Task description:
List every line of the items below that contains the word "door", copying each line in full.

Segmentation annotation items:
....
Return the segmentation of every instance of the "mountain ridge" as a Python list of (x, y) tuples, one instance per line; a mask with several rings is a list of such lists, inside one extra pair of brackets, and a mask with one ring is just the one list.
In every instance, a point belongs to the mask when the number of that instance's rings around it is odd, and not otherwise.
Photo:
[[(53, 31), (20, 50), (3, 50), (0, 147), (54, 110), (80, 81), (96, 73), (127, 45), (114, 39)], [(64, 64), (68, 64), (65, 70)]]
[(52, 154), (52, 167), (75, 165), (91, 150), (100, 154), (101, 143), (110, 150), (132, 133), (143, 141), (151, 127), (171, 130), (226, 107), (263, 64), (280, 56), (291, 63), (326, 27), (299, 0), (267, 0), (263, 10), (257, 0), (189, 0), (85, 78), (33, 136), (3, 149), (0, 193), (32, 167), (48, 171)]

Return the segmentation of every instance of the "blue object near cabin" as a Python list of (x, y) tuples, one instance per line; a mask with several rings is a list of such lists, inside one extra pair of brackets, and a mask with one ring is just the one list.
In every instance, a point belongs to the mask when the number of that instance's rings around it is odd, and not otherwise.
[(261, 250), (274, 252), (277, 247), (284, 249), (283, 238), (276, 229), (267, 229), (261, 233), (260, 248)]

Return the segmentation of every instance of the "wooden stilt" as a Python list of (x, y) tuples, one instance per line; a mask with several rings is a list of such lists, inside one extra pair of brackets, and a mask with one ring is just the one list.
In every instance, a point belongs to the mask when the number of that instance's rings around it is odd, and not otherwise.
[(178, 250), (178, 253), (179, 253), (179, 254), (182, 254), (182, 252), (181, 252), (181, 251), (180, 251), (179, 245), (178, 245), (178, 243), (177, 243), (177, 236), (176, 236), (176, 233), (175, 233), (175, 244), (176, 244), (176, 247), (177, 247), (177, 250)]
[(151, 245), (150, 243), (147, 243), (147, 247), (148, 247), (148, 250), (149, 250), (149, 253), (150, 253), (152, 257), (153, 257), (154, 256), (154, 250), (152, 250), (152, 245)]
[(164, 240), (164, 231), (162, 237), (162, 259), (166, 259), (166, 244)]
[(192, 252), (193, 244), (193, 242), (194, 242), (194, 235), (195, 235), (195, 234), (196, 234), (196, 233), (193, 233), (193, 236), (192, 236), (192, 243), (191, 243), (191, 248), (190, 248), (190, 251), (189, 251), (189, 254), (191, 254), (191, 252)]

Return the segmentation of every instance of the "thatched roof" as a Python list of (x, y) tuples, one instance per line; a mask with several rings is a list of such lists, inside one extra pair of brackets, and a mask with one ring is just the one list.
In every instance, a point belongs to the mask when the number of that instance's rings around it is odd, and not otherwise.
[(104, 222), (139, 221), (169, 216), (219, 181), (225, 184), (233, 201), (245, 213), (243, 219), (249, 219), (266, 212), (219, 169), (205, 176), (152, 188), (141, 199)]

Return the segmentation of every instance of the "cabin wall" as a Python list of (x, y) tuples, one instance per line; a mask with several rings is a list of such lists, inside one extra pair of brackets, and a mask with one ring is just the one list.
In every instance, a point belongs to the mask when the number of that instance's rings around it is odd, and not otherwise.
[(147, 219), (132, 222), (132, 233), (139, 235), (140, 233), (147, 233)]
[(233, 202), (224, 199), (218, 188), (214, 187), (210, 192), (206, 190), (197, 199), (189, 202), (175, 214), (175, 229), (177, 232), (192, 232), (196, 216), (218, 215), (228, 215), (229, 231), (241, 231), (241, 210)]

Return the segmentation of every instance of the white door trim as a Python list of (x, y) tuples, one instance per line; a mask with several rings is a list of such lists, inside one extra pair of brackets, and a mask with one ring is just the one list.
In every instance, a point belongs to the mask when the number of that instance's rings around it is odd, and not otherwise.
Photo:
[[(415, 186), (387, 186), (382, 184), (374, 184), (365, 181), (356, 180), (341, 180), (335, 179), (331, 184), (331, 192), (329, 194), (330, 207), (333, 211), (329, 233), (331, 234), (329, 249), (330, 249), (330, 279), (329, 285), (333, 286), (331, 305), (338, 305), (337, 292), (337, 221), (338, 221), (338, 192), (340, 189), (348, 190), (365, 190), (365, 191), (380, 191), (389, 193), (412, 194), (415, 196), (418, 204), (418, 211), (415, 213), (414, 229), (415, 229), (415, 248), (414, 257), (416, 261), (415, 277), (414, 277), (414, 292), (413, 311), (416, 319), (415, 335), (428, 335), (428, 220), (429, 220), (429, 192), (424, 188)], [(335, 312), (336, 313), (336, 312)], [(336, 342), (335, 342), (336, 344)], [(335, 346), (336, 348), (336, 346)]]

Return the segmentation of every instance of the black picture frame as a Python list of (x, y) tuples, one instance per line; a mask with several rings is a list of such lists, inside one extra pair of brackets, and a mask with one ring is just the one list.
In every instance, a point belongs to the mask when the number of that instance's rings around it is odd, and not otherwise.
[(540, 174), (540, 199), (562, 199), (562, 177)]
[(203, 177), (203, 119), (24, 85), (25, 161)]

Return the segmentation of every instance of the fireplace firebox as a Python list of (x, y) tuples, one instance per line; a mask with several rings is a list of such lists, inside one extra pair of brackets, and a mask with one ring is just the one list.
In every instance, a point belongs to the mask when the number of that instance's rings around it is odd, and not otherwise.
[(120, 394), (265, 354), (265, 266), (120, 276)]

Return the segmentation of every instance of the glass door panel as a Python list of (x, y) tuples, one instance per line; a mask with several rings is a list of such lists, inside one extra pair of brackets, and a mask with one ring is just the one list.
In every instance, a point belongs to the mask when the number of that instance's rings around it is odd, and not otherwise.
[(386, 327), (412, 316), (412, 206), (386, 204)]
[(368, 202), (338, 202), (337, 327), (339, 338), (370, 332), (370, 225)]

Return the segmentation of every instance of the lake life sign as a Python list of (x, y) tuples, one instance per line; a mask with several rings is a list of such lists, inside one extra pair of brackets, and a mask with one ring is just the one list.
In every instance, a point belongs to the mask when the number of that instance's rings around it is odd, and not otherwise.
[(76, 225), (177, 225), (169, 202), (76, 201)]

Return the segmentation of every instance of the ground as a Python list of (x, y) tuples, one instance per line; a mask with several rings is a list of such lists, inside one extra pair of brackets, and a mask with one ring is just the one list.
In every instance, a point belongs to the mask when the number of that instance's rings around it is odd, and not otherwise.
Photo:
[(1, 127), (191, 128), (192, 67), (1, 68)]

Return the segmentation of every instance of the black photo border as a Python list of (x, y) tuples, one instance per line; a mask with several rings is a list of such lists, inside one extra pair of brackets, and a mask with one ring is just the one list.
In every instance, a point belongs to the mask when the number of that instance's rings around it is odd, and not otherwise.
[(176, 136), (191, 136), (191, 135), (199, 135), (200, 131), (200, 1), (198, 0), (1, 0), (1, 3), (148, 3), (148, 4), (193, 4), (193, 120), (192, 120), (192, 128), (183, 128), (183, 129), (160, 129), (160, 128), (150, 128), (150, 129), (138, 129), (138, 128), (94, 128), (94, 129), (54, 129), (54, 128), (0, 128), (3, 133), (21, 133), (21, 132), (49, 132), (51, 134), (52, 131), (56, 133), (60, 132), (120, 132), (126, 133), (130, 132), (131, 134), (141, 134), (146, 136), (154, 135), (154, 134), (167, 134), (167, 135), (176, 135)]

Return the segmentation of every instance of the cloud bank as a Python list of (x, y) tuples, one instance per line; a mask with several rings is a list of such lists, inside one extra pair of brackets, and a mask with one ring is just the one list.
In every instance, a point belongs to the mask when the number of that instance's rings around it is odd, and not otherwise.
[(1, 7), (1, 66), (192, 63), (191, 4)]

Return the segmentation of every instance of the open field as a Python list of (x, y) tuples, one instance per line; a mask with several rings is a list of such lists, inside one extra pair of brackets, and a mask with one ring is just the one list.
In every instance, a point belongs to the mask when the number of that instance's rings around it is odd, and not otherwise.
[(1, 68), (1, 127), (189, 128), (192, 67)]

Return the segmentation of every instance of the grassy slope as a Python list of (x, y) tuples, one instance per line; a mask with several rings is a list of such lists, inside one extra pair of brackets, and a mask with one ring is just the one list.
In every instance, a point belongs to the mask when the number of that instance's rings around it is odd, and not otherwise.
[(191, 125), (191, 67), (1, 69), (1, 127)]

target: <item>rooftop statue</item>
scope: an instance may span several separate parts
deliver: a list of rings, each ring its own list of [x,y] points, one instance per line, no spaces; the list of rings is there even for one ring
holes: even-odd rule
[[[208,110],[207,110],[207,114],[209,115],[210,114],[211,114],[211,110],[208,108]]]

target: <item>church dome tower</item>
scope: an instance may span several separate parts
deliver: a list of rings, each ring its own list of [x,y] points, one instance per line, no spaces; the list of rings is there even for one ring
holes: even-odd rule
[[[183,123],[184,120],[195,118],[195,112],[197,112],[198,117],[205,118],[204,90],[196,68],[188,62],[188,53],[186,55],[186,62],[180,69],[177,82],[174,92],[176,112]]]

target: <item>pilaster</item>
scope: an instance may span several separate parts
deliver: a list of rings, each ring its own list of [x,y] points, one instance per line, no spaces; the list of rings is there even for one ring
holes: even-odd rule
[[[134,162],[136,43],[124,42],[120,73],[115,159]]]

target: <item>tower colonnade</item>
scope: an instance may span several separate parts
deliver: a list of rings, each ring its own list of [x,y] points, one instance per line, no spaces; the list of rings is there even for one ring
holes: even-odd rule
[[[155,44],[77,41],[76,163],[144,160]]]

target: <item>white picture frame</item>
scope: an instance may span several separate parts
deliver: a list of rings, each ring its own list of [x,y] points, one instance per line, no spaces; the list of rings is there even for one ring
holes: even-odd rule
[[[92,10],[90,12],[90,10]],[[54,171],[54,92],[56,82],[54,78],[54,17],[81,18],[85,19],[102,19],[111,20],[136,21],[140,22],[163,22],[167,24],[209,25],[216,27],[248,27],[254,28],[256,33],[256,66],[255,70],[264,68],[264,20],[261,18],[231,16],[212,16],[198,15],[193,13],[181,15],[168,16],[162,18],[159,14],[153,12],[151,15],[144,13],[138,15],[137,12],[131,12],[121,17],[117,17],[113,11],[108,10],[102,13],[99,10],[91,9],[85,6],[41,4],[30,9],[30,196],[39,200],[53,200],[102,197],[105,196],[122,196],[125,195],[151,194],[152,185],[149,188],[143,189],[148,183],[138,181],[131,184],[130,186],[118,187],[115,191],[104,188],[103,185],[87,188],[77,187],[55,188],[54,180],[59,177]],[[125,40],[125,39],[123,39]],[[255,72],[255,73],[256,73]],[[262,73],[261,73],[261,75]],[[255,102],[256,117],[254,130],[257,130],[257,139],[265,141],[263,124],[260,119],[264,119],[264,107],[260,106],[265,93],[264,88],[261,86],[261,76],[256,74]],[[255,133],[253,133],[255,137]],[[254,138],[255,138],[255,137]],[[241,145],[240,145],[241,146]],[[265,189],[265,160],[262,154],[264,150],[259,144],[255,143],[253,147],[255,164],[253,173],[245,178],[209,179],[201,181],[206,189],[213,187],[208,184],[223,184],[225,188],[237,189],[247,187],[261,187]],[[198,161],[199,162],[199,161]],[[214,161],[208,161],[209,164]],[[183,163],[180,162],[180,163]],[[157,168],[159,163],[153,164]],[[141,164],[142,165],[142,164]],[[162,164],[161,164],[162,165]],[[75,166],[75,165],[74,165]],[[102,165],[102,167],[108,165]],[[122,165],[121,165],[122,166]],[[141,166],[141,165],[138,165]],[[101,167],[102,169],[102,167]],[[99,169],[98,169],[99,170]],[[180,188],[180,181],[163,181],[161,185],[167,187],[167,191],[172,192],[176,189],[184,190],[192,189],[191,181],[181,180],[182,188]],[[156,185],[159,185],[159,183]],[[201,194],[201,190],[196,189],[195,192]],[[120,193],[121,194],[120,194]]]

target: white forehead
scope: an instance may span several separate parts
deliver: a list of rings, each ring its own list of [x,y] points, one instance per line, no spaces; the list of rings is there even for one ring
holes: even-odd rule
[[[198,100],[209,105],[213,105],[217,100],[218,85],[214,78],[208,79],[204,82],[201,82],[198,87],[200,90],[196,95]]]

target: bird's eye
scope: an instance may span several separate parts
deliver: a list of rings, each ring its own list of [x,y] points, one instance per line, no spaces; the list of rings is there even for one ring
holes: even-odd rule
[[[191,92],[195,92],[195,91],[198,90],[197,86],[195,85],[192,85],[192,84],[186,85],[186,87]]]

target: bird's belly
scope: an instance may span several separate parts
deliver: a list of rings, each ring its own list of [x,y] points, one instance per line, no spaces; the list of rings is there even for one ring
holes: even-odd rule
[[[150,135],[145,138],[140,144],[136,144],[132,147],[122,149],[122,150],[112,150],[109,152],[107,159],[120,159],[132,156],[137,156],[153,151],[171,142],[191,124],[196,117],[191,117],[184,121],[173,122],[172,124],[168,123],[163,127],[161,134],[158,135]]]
....
Result of this task:
Return the segmentation of every instance of the white door trim as a Python list of (x, y) tuples, one instance per line; a mask with several rings is a list of such lists, inside one extra pair of brackets, and a mask with one ring is just the one list.
Return the segmentation of every instance of the glass door panel as a Python list of (x, y) tuples, one instance per line; a mask with several rings is a list of such lists, inside one extra pair of brackets, and a mask with one ring is just the one list.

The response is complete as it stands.